§ What to do
Output, as a JSON list of strings with one string per line and blank lines omitted, only the lines beginning with the line that contains "Where is each instance of the green" and ending with the line that contains "point(145, 118)", both included.

Records from a dataset
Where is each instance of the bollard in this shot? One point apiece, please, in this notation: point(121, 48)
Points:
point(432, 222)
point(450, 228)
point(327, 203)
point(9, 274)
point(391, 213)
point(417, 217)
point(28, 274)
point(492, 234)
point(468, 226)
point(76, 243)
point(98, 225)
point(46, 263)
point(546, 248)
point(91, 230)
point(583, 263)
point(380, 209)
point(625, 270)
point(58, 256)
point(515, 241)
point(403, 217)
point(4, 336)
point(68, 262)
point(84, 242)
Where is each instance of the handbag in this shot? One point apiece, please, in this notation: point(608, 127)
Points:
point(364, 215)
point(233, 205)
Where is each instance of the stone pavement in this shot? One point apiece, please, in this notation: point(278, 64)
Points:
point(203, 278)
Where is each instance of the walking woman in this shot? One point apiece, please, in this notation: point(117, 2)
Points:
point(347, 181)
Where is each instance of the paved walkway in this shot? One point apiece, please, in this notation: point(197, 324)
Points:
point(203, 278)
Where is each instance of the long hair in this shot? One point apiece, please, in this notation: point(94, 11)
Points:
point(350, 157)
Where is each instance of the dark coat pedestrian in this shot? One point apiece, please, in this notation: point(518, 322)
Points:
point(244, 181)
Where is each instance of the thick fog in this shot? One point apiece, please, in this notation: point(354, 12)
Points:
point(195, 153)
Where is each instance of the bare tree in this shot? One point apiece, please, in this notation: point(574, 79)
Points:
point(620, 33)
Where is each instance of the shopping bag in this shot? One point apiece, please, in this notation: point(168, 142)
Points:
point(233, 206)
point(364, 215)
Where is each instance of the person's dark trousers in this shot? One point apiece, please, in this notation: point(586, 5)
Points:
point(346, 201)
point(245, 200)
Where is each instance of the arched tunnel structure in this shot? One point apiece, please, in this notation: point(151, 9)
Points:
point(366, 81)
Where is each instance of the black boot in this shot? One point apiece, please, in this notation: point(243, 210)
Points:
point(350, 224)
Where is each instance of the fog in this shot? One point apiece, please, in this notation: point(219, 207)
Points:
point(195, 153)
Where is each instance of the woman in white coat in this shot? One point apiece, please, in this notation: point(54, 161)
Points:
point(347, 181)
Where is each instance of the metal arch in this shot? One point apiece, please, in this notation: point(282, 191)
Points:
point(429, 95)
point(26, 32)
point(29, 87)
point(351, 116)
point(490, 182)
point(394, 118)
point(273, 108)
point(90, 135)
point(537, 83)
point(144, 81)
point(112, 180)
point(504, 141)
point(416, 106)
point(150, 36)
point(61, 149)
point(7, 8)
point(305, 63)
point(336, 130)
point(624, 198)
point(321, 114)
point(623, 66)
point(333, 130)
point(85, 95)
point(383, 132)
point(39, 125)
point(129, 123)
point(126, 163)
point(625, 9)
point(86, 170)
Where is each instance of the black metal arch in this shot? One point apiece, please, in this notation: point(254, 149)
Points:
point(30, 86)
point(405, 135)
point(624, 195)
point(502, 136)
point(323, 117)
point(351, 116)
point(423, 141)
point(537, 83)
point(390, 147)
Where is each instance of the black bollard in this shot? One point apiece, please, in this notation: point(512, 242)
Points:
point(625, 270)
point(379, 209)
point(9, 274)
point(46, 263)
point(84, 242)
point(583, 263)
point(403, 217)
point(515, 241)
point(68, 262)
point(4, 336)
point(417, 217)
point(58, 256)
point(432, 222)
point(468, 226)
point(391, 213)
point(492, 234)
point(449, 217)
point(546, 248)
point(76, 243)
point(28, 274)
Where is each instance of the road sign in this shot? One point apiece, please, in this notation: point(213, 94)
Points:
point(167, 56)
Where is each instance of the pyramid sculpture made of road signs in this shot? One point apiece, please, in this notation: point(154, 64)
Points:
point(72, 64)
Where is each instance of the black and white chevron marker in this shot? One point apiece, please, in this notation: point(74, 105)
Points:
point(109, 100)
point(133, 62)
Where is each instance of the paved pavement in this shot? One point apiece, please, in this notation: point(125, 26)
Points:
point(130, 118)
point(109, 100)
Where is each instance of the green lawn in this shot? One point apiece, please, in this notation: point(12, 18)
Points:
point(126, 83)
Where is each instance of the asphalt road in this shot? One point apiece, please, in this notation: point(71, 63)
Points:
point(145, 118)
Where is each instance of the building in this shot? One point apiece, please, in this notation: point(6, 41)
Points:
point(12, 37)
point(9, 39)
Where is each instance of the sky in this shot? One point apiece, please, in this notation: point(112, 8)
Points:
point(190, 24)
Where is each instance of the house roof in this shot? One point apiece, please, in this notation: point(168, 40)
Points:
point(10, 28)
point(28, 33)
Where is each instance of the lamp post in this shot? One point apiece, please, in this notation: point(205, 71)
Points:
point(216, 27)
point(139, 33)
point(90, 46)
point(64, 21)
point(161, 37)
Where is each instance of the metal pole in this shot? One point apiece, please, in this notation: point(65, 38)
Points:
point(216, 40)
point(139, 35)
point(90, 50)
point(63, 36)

§ Answer to the problem
[
  "Where is each instance of the green lawn in this shot? One point apiece, please, in this notation: point(12, 18)",
  "Points:",
  "point(126, 83)",
  "Where is each instance of the asphalt road in this shot? One point apiece, please, in this notation: point(71, 63)",
  "Points:",
  "point(145, 118)"
]